Saved entries
-*-*-
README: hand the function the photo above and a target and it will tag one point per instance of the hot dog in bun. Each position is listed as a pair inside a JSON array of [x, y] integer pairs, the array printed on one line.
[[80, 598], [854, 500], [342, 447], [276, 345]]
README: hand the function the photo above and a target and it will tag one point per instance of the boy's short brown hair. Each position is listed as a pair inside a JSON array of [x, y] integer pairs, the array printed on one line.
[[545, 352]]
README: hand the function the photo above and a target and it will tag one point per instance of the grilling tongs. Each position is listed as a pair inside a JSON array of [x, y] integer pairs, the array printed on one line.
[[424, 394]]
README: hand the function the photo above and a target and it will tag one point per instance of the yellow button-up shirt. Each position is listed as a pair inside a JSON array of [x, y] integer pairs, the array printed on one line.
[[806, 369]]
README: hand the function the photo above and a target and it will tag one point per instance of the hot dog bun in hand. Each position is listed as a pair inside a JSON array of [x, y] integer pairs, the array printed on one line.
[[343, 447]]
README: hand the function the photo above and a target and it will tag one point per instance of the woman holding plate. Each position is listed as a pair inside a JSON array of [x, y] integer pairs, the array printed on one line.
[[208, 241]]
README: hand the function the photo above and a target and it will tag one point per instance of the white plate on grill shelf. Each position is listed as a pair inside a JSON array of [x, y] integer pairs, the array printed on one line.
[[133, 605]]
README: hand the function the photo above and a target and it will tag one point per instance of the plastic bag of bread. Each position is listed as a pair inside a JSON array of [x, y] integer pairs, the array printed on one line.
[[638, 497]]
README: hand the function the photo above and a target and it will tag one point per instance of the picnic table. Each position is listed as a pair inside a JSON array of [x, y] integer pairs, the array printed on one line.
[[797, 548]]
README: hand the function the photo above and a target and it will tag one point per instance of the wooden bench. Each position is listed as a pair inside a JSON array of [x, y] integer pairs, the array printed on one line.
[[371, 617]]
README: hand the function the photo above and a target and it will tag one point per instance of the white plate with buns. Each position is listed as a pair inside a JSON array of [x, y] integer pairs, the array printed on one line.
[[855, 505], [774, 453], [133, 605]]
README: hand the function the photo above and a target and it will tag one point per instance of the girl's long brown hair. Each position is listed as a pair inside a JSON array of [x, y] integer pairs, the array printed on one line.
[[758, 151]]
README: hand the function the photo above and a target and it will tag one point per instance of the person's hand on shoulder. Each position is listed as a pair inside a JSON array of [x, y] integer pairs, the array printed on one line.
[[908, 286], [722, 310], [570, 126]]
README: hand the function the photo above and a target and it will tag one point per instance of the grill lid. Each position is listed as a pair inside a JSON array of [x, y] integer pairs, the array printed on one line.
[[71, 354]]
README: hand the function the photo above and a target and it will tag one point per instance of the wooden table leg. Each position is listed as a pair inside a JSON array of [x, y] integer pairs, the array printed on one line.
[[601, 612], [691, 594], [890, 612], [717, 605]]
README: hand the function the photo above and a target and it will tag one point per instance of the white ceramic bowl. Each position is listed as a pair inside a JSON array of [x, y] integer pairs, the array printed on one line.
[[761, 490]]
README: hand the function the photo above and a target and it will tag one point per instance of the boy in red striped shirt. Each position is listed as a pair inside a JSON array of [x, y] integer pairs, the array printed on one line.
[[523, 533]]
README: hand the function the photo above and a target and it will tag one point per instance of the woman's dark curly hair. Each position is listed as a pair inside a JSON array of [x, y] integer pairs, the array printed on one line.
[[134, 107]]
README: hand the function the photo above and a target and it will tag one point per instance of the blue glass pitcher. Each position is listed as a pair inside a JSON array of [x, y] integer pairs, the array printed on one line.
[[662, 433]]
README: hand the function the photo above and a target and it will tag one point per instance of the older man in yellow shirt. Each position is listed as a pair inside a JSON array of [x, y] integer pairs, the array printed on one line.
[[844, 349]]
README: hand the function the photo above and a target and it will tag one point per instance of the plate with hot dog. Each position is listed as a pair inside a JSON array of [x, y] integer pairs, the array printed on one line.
-*-*-
### EXERCISE OBJECTIVE:
Retype the records above in full, with no differences.

### SOLUTION:
README: hand the function the photo above and a target and it will tag one point per instance of the hot dog in bun. Each position is listed as a pair inside a JSON array of [x, y] integer pairs, the array printed on one line.
[[80, 598], [854, 500], [342, 447], [276, 345]]
README: hand the function the photo above and a target and it will tag one point per instance of the boy's short brown hair. Each position is listed as a pair inside a JSON array of [x, y] integer pairs, the array printed on one line.
[[545, 352]]
README: hand the function the photo above and a target and it will tag one point per instance of the grilling tongs. Each position is listed as a pair inside a JSON array of [x, y] integer pairs, the array printed on one line.
[[424, 394]]
README: hand the function the photo above and a target and it will tag one point per instance of the yellow button-up shirt. Each position is listed as a pair inside a JSON array of [x, y] integer pairs, the array printed on one line.
[[806, 369]]
README: hand the function the photo above and a target and it will tag one point per instance of the hot dog bun in hand. Each position is listed as a pair inside a JSON array of [x, y] integer pairs, the array printed on one line.
[[343, 447]]
README: hand the function the photo above and a target and it will tag one point per instance of the woman holding plate. Each position is listed as a pair inside a JSON array of [x, y] integer pairs, the array printed on one line.
[[208, 241]]
README: hand the function the photo above and a target and it will tag one point per instance of the white plate on grill shelf. Each position is listed as a pair inside a JSON array of [x, y] integer pairs, the array printed on one line.
[[133, 605]]
README: hand the function the photo above and a target and it will tag one point per instance of the plastic bag of bread. Each position is listed as a pair inside a JSON array of [x, y] integer pairs, the array printed on one line.
[[638, 497]]
README: hand the function the photo above and a target and it will tag one point per instance of the picnic table. Each position is listed as a pair inside a JSON array of [x, y] integer pairs, the array printed on one line.
[[797, 548]]
README: hand the function the photo above and a target and it will tag one point per instance of the wooden bench. Each position is listed as a pair inside a JSON array of [x, y] integer pairs, the array printed on one line.
[[371, 617]]
README: hand the function the photo above and a target and it will tag one point per instance of the white plate with buns. Each position is listed as a pair inside a JSON array of [x, y] integer pairs, the array printed on one line.
[[855, 505], [774, 453], [133, 605]]
README: hand the function the photo above and a target and it will tag one point per instance of the girl's long brown hair. Each position is listed as a pair inside a JSON array of [x, y] integer pairs, the array printed on one line.
[[758, 151]]
README: hand the function the photo above and a target and it will tag one point per instance of the person's hand on shoulder. Each position is listed as a pair inside a JSON array of [x, y] integer pairs, the array printed on one line.
[[908, 286], [722, 310], [570, 126]]
README: hand the function the photo above and a target and it will tag one point per instance of the grill lid. Each position is listed as a pair inside a JSON array of [x, y] integer pairs, the array printed on one line.
[[71, 354]]
README: hand the function the photo above and a target and it will tag one point per instance of the wooden table leg. Each position is listed as a pair inside a JSON array of [x, y] integer pairs, the array printed on one line.
[[601, 612], [691, 594], [890, 612], [717, 605]]
README: hand the function the photo above and a target and it will tag one point per instance of the white ceramic bowl. Each position is listed as a pair inside a JSON array of [x, y] integer pairs, the array printed on one line.
[[761, 490]]
README: hand the function the photo above and a target and it will tag one point per instance of the boy in red striped shirt. Each position is listed as a pair inside a JSON array of [x, y] integer pairs, the array printed on one line.
[[523, 533]]
README: hand the function the photo above and a target and it will tag one point per instance of the woman's dark curly hair. Each position is listed as a pair inside a JSON array of [x, y] integer pairs, the array printed on one line.
[[134, 107]]
README: hand the function the photo above and a target and it will tag one point per instance of the blue glass pitcher. Each position is listed as a pair inside a JSON array of [x, y] integer pairs, the array printed on one line.
[[662, 433]]
README: hand the function the photo above and a target and it will tag one point per instance of the older man in yellow shirt. Each position is listed as a pair inside a JSON array of [x, y] integer pairs, the array printed on one line.
[[844, 349]]
README: hand the function the photo above and a target and it will tag one point per instance of the plate with hot dog. Each position is listed as a pair inside a JSON array of [x, y] integer pairs, the array printed on one line.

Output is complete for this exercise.